Tareas propuestas:
1. ¿Concuerdan con el artículo sobre el independentismo estas afirmaciones? (a) Se han intentado dos referéndums proindependentistas. (b) Los referéndums fueron un éxito político. (c) La tendencia a culpar a los demás es algo nuevo. Responde sí o no a cada una y cita textualmente las palabras decisivas.
2. Retoma el artículo sobre el independentismo y continúalo a partir de su última frase.

Artículo:

Esta tendencia de dar la culpa de todo lo que no nos sale como queríamos a los demás, no es nueva, pero es una característica casi genética del independentismo más hiperventilado

Algunos, ingenuamente, tenían prisa y creían que eso de la independencia sería en vivo y en directo, en un abrir y cerrar de ojos y sin negociar, también, claro. Se han intentado dos referéndums proindependentistas que han sido un éxito democrático y popular, pero no político. La prueba es donde estamos y con un coste institucional y personal brutal. En esta percepción refractada de la realidad, el hiperventilismo ve que los referéndums —válidos o no, da igual, internacionalmente— son efectivos, han traído la independencia y que no ponerla en práctica por las instituciones es una pura traición.

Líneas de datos
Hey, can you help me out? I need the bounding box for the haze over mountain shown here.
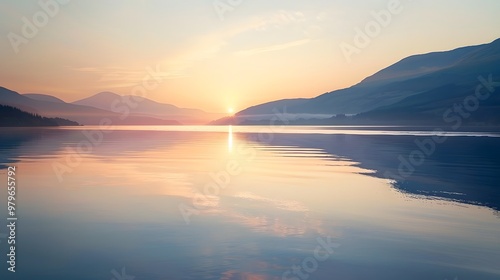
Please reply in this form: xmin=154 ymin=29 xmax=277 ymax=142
xmin=218 ymin=39 xmax=500 ymax=124
xmin=0 ymin=87 xmax=179 ymax=125
xmin=0 ymin=87 xmax=226 ymax=125
xmin=72 ymin=92 xmax=222 ymax=124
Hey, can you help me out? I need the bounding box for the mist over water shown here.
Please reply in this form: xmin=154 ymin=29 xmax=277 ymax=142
xmin=0 ymin=126 xmax=500 ymax=280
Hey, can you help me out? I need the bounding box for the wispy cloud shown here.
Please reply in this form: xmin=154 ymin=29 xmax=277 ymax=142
xmin=235 ymin=39 xmax=311 ymax=56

Resultados del ejercicio:
1.
(a) Sí: "Se han intentado dos referéndums proindependentistas".
(b) No: "han sido un éxito democrático y popular, pero no político".
(c) No: "no es nueva".

2.
Sinceramente, la independencia, por más que sea deseada por una gran parte de la ciudadanía catalana, apenas es demoscópicamente mayoritaria, pero en ningún caso electoralmente mayoritaria. Todavía no. La democracia, incluso practicada informalmente y al margen de las vías institucionales, tiene una regla básica: mayorías y minorías. Estas mayorías —no hace falta que sean cualificadas— no las tenemos todavía. Todavía no.

El hiperventilismo ve que los referéndums son efectivos, han traído la independencia y que no ponerla en práctica por las instituciones es una pura traición

Si a nuestros dirigentes les da un ataque de mínima eficiencia y se ponen a gobernar y garantizan el derecho a un buen gobierno, al que como ciudadanos tenemos derecho, las elecciones previstas del 14-F podrían ampliar la base. Todavía podría ser. Es un presupuesto gobernar razonablemente bien. Puede ser una vía eficiente y provechosa para que te voten a ti más que a los demás.

En democracia eso significa la mitad más uno de los votos. No hay otro modo. Ninguno otro. Una forma segura de no ampliar la base, de no llegar a la mitad más uno de los votos es no gestionar bien ni dar la sensación de que se gestiona bien.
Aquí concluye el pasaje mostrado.